Court declares claim for damages over baby's fatal misdiagnosis time-barred

The baby was prescribed suppositories, cough syrup and Paracetamol despite the parents’ insistence that he be kept under observation

The court has decided that the couple's claim for damages is time-barred since they had exceeded the time afforded by the law to make their case
The court has decided that the couple's claim for damages is time-barred since they had exceeded the time afforded by the law to make their case

A couple whose 4 month-old child died in hospital in 2008 have had their claim for damages declared time-barred by the courts.

Ian Borg and Nicola Warrick had filed suit against Government's Chief Medical Officer, asking the First Hall of the Civil Court to hold him responsible for the death of their son on 27 December 2008.

The couple had taken the infant to hospital on Christmas eve, when the child started having difficulty breathing, but the examining doctor had sent them home after prescribing suppositories, cough syrup and Paracetamol, despite the parents insistence that he be kept under observation.

A short while later, the parents were forced to take the child to hospital again, as his condition had not improved. The boy's health continued to deteriorate whilst at Mater Dei, where he eventually lost his struggle for life, two days after Christmas.

They had requested compensation from the Government Chief Medical Officer in 2011, filing judicial proceedings a year later, in 2012.

But presiding Judge Silvio Meli had declared the action time-barred.

The court remarked that although the child had died in 2008, the couple had claimed it had occurred in 2009.

Although the plaintiffs had argued that they had been unable to file the case earlier because their son's death certificate had not been completed until February 2010, the judge observed that even had the period of extinctive prescriptive been taken as having started then, the case would still have been time-barred.

Whilst recognising the couple's double misfortune at having not only to suffer the trauma of losing a child, but also the disrespect of being made to wait several years for the death certificate to be issued, the judge pointed out that they were still bound by the 2-year timeframe established by law, which he added, were calculate from the date of death.

The death certificate was only necessary to register the child's demise and not to open the civil lawsuit for damages, said the court as it ruled the case time-barred.

* EXTRACTED DATA
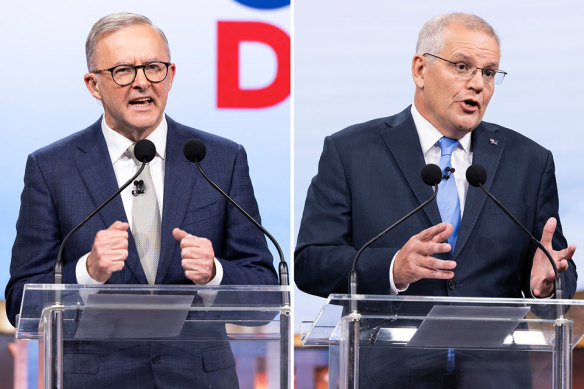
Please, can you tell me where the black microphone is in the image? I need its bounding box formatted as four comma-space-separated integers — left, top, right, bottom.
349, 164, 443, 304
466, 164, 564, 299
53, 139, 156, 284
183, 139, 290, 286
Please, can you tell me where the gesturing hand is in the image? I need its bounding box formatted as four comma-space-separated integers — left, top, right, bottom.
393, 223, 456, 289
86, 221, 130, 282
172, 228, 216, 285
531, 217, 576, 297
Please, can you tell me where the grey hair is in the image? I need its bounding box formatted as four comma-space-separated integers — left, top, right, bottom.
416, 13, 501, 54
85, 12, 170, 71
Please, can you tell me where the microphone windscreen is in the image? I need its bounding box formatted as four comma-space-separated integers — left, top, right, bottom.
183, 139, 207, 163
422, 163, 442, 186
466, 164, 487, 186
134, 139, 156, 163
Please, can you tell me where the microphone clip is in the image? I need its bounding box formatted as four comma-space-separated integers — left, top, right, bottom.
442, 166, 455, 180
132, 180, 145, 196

* WORK ORDER 1
In the news report, shorten the paragraph beginning "The couple had taken the infant to hospital" while keeping its main facts.
* WORK ORDER 2
From the news report, copy word for word the passage that opens with the words containing "Court declares claim" and closes with "27 December 2008.".

* EXERCISE ANSWER 1
On Christmas Eve the couple brought the infant to hospital because he was having difficulty breathing. The examining doctor prescribed suppositories, cough syrup and Paracetamol and sent them home, although the parents insisted the child be kept under observation.

* EXERCISE ANSWER 2
Court declares claim for damages over baby's fatal misdiagnosis time-barred

The baby was prescribed suppositories, cough syrup and Paracetamol despite the parents’ insistence that he be kept under observation

The court has decided that the couple's claim for damages is time-barred since they had exceeded the time afforded by the law to make their case
The court has decided that the couple's claim for damages is time-barred since they had exceeded the time afforded by the law to make their case

A couple whose 4 month-old child died in hospital in 2008 have had their claim for damages declared time-barred by the courts.

Ian Borg and Nicola Warrick had filed suit against Government's Chief Medical Officer, asking the First Hall of the Civil Court to hold him responsible for the death of their son on 27 December 2008.